↓

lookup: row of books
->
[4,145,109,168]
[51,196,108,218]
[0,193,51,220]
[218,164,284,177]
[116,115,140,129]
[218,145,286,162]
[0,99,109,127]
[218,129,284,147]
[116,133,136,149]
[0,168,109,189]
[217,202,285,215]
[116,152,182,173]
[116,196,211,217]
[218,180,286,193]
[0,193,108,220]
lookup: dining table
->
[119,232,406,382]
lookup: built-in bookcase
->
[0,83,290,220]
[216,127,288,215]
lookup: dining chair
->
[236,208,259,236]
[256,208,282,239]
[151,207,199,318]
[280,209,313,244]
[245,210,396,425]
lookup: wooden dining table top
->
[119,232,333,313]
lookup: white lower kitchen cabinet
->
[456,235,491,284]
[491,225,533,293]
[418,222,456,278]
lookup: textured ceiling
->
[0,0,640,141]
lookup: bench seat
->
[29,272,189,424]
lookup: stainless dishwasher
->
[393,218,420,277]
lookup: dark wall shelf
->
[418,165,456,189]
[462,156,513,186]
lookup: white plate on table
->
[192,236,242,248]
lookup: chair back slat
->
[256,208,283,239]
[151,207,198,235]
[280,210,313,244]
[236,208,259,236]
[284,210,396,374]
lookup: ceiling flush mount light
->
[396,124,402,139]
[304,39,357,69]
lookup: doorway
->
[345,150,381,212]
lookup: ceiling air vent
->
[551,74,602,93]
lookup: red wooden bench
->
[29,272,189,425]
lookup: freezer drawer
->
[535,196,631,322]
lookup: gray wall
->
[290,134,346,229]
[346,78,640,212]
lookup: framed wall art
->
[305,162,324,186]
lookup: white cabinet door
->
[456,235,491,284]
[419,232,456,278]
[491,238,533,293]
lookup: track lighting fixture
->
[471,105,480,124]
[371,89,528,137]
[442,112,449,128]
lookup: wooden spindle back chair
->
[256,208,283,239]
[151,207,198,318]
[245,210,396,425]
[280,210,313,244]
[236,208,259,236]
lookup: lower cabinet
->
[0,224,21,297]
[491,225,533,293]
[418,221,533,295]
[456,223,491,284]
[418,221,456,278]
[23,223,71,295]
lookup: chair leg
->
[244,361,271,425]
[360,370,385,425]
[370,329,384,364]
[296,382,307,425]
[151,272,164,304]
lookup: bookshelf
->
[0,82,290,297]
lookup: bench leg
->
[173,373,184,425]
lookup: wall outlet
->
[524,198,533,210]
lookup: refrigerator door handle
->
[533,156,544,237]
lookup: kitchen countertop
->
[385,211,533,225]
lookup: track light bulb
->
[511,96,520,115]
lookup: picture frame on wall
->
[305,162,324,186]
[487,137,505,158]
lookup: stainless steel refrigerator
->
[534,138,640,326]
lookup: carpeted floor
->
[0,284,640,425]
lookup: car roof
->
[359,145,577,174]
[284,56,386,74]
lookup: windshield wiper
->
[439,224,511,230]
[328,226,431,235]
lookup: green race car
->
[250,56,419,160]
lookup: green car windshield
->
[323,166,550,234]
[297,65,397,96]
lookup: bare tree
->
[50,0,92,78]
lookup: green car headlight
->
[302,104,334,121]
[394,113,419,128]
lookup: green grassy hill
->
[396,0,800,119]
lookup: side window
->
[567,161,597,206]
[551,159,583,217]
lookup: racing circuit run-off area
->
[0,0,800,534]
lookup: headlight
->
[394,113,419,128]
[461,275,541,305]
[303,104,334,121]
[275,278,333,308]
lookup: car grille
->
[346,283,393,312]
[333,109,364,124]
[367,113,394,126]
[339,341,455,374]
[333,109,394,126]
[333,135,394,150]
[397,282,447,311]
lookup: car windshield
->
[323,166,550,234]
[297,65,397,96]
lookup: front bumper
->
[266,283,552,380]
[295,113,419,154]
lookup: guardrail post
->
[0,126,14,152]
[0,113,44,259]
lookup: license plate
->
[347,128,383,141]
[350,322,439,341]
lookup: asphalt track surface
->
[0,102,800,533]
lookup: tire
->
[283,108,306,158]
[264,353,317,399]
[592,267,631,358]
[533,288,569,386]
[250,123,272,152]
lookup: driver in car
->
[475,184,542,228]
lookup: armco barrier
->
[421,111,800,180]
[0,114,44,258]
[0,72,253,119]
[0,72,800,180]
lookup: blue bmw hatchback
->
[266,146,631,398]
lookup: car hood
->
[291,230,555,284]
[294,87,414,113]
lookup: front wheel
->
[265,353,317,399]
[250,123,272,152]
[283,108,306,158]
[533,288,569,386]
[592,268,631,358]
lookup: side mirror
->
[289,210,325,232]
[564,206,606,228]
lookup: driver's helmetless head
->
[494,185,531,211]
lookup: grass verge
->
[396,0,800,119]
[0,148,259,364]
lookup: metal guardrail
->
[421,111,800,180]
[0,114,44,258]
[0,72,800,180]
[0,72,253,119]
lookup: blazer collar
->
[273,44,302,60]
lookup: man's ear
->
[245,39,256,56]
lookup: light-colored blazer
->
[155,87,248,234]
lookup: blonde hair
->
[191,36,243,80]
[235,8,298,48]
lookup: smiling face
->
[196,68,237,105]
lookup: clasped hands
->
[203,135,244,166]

↑

**BRIEF:**
Reproduce the rows without any change, beginning at the line that contains "lookup: grass verge" and continuing through the end of the rows.

**TASK RESULT:**
lookup: grass verge
->
[396,0,800,119]
[0,148,259,364]
lookup: metal guardrail
->
[421,111,800,180]
[0,114,44,258]
[0,72,800,180]
[0,72,253,119]
lookup: blazer collar
->
[273,44,302,60]
lookup: man's ear
->
[245,39,256,56]
lookup: light-colored blazer
->
[155,87,248,234]
lookup: blonde hair
->
[191,36,243,80]
[235,8,298,48]
lookup: smiling face
->
[196,68,237,105]
lookup: clasped hands
->
[203,135,244,166]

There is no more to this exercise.